Text |
___

DeepSWE: A Benchmark for Long-Horizon Coding Agents

whackur
Ai
June 30, 2026

Table of Contents

SWE-bench has been the default coding-agent leaderboard for a while, but it has well-known weaknesses. Most tasks come from existing public issues and PR patches, so a high score might partly reflect memorization. Most tasks are also single-file bug fixes, which is not representative of the multi-file, long-horizon work that a coding agent does in practice.

DeepSWE from DataCurve AI tries a different approach. Tasks and reference solutions are written from scratch, scoring is behavior-based rather than patch-matching, and all leaderboard runs use a fixed agent harness so model comparisons stay consistent. Despite the name, DeepSWE is not a model or training recipe: per the official README and site, it is a benchmark and leaderboard.

Task composition

DeepSWE has 113 tasks across five languages: TypeScript (35), Go (34), Python (34), JavaScript (5), Rust (5). The official site lists 91 source repositories. Most tasks (106 of 113) are classified as feature requests rather than bug fixes. That is a meaningful difference from SWE-bench Verified, which skews toward bug fixes.

Harbor task format

Each task follows the Harbor framework layout:

task.toml         Metadata: repo URL, base commit, language, image, limits
instruction.md    The prompt the agent receives
pre_artifacts.sh  Extracts the agent's commits as a patch
environment/      Dockerfile for the prebuilt environment
tests/            Verifier entry point, held-out tests, grading config
solution/         Reference solution, hidden from the agent

Every task has a 5,400-second (90-minute) agent timeout. Internet access is blocked (allow_internet = false).

One example task gives a sense of the difficulty level. happy-dom-abort-pending-body-reads targets the TypeScript repo capricorn86/happy-dom. The instruction asks for correct abort/cleanup semantics when a shutdown interrupts Request/Response body consumption, formData parsing, and timers. This is not a function to implement in isolation; it requires understanding how multiple components interact and changing behavior across several files.

How scoring works

Behavior-based verification

This is the sharpest departure from SWE-bench. DeepSWE’s verifier does not compare the submitted patch against a reference solution. It runs tests in a separate container to check whether the agent’s changes produce the behavior described in the instruction. A solution with a different internal structure still passes if the observable behavior is correct.

___

Source information |
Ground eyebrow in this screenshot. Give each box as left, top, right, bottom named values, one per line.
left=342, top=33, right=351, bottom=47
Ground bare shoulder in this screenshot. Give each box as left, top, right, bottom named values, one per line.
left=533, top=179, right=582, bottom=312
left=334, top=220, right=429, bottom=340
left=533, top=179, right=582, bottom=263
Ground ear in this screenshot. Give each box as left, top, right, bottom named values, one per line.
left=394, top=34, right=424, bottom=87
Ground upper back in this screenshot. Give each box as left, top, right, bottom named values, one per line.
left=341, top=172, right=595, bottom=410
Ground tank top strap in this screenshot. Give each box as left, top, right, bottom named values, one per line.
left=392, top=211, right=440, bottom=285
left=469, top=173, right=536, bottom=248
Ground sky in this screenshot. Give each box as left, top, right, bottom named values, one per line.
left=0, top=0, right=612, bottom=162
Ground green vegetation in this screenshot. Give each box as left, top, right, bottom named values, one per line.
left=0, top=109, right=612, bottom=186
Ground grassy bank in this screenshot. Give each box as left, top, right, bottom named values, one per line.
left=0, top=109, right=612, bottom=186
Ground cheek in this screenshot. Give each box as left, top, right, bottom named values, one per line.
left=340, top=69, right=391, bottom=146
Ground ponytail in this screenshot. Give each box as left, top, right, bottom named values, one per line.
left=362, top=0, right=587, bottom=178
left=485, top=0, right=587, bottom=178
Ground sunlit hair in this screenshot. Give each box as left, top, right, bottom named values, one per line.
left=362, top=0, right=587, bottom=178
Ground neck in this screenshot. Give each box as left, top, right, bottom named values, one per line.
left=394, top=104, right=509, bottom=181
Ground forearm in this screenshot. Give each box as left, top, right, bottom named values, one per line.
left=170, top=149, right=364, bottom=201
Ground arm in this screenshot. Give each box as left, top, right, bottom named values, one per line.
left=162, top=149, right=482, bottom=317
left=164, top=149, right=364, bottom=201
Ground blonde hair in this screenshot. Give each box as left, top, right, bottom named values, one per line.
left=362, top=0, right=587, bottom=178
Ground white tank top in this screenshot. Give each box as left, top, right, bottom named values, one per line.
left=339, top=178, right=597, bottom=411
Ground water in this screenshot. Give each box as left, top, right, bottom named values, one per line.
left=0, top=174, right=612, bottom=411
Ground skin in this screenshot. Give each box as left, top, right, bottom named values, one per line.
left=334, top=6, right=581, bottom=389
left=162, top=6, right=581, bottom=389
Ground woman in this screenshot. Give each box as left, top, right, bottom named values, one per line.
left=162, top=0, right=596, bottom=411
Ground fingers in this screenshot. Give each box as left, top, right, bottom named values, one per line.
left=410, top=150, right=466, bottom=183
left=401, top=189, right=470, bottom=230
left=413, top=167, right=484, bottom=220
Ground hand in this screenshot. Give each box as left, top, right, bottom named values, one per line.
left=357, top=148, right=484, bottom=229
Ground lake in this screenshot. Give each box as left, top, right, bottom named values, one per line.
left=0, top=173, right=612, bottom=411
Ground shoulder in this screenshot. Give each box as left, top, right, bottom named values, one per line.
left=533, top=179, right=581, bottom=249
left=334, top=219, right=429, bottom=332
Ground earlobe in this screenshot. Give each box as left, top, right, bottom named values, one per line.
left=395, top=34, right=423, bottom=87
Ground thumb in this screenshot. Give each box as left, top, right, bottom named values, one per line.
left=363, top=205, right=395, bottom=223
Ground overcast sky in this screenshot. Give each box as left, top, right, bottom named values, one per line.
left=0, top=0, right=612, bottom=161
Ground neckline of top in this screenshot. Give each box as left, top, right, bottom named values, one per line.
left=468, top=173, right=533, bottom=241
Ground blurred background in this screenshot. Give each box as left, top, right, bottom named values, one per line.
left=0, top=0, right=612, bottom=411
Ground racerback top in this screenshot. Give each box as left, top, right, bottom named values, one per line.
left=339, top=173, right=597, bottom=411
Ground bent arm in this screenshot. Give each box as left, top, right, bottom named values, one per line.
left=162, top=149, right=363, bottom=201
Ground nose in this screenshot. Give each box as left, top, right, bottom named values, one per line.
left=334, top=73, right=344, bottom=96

___

Exercises to complete |
1. Reproduce the passage of the DeepSWE article starting at "DeepSWE from DataCurve" and ending at "toward bug fixes.".
2. Name every programming language that the DeepSWE article says its tasks cover.
3. Pick up the DeepSWE article after its final sentence and keep writing.

Answers to this exercise |
1.
DeepSWE from DataCurve AI tries a different approach. Tasks and reference solutions are written from scratch, scoring is behavior-based rather than patch-matching, and all leaderboard runs use a fixed agent harness so model comparisons stay consistent. Despite the name, DeepSWE is not a model or training recipe: per the official README and site, it is a benchmark and leaderboard.

Task composition

DeepSWE has 113 tasks across five languages: TypeScript (35), Go (34), Python (34), JavaScript (5), Rust (5). The official site lists 91 source repositories. Most tasks (106 of 113) are classified as feature requests rather than bug fixes. That is a meaningful difference from SWE-bench Verified, which skews toward bug fixes.

2. TypeScript, Go, Python, JavaScript, Rust

3.
The solution/ reference answer is never shown to the agent and is not used during grading. It exists for offline correctness spot-checks by reviewers.

Separate verifier environment

Since v1.1, scoring uses Harbor’s separate verifier environment:

The agent modifies code in an isolated container and commits.
pre_artifacts.sh extracts those commits as a patch.
The patch is applied to a fresh container.
The verifier runs tests and grades from that clean state.
Results go into reward.json, ctrf.json, run.log, and related files.

This separation prevents the agent from polluting the verification environment and makes every run reproducible from the patch alone.

Pier and the network allowlist

DataCurve’s Pier is a Harbor-compatible runner that forks Harbor and adds per-agent network allowlists. The practical problem it solves: with allow_internet = false, a fully offline container also blocks LLM API calls and dependency installs that the agent scaffold needs. Pier isolates the task environment while allowing only the network traffic the agent requires.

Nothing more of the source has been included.